◆ 本文

はじめに
本ドキュメントは、2025年版のAWS EC2インスタンス料金について、分かりやすく丁寧に解説することを目的としています。基本的な料金の仕組み、代表的な料金プランの違い、そして東京リージョンにおける具体的なオンデマンド料金例までを順に説明します。
本書の目的
・料金構造を理解して無駄な支出を減らせるようにすること
・用途別に適した料金プランを選べるようにすること
想定読者
クラウド利用を始めたばかりの方、中小規模のシステム担当者、料金最適化に関心のあるエンジニアや管理者を想定しています。専門用語は最小限にし、具体例で補足します。
本書の使い方
各章は独立して読み進められますが、まず第2章で料金の基本を押さすと分かりやすくなります。第4章では東京リージョンの具体的な金額例を示しますので、実務の目安にしてください。
前提と注意点
本書はEC2インスタンスの料金に焦点を当てます。データ転送やストレージの料金は別途考慮が必要です。
AWSインスタンス料金の基本構造を理解しよう
まずは全体像
AWSのサーバー(特にEC2)は従量課金制です。使った分だけ支払う仕組みで、時間単位やデータ量で料金が計算されます。シンプルですが、要素が重なると合計が変わります。
料金に影響する主な要素
- インスタンスタイプと台数:CPUやメモリの大きさで単価が変わります。台数が増えればその分、比例して料金が上がります。
- 稼働時間:時間単位で課金されます。24時間稼働と停止を繰り返す場合で差が出ます。月額換算が分かりやすいです。

◆ 課題のねらい
EC2料金の解説文を、最後の一文に続けて書き継ぐこと。 このあとのデータは使わなくてよい。

◆ データ項目

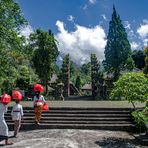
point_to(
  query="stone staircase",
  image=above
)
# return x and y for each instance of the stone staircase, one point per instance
(77, 118)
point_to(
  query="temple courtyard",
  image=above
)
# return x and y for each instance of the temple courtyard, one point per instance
(74, 138)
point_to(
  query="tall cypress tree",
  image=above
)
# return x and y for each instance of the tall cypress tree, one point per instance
(146, 61)
(118, 47)
(94, 74)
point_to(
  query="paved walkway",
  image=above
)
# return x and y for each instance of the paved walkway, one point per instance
(86, 104)
(69, 138)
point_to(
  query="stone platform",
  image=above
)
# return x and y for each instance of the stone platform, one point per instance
(70, 138)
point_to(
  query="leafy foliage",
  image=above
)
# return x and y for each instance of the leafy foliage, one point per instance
(94, 74)
(141, 118)
(117, 49)
(132, 87)
(78, 83)
(44, 55)
(65, 75)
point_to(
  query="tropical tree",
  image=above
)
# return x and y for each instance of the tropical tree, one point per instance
(11, 45)
(131, 86)
(45, 53)
(94, 74)
(65, 75)
(117, 49)
(146, 61)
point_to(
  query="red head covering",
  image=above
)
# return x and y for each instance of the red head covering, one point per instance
(17, 95)
(5, 98)
(38, 87)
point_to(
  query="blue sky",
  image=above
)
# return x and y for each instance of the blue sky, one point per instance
(81, 26)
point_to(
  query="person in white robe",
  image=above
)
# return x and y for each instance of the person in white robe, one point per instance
(17, 114)
(3, 125)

◆ 想定解答
- ストレージ(EBSなど):容量と利用時間で課金されます。高性能なストレージは単価が高くなります。
- バックアップや冗長構成:スナップショットや複数AZ配置は追加のコストを生みます。
- データ転送料金:外部への送信やリージョン間転送に費用がかかることがあります。
時間単価の月額換算(具体例)
時間単価を月額に直すと把握しやすくなります。例:
– インスタンス時間単価:0.10 USD/時
– 1か月のおおよその時間:24×30=720時間
– 月額:0.10×720=72 USD
このようにすると、台数やストレージを足した総額が分かりやすくなります。
コスト管理のコツ
- 実際の稼働時間を計測して無駄をなくす。
- 使用していないインスタンスやボリュームは停止・削除する。
- ストレージクラスやバックアップ頻度を見直す。
各要素を把握しておくと、見積もりや予算管理がずっと楽になります。
代表的な料金プラン(オンデマンド / リザーブド / Savings Plans)の違い
オンデマンド
使った分だけ時間単位で支払う最もシンプルな方法です。起動・停止のたびに料金が発生し、長期契約が不要なので短期間や試験的な利用に向きます。料金は高めですが、必要なときにすぐ使える柔軟さがあります。例:テスト環境や突発的なトラフィック増加へ対応する場合。
リザーブドインスタンス(RI)
1年または3年の利用を予約して割引を受ける方式です。最大で大きな割引(案内値で最大約72%)を得られ、常時稼働するサーバーに向きます。支払い方法に「前払い」や「分割」などがあり、前払いを増やすほど割引率が高まります。柔軟性はオンデマンドより低く、契約期間中の変更は制約があります。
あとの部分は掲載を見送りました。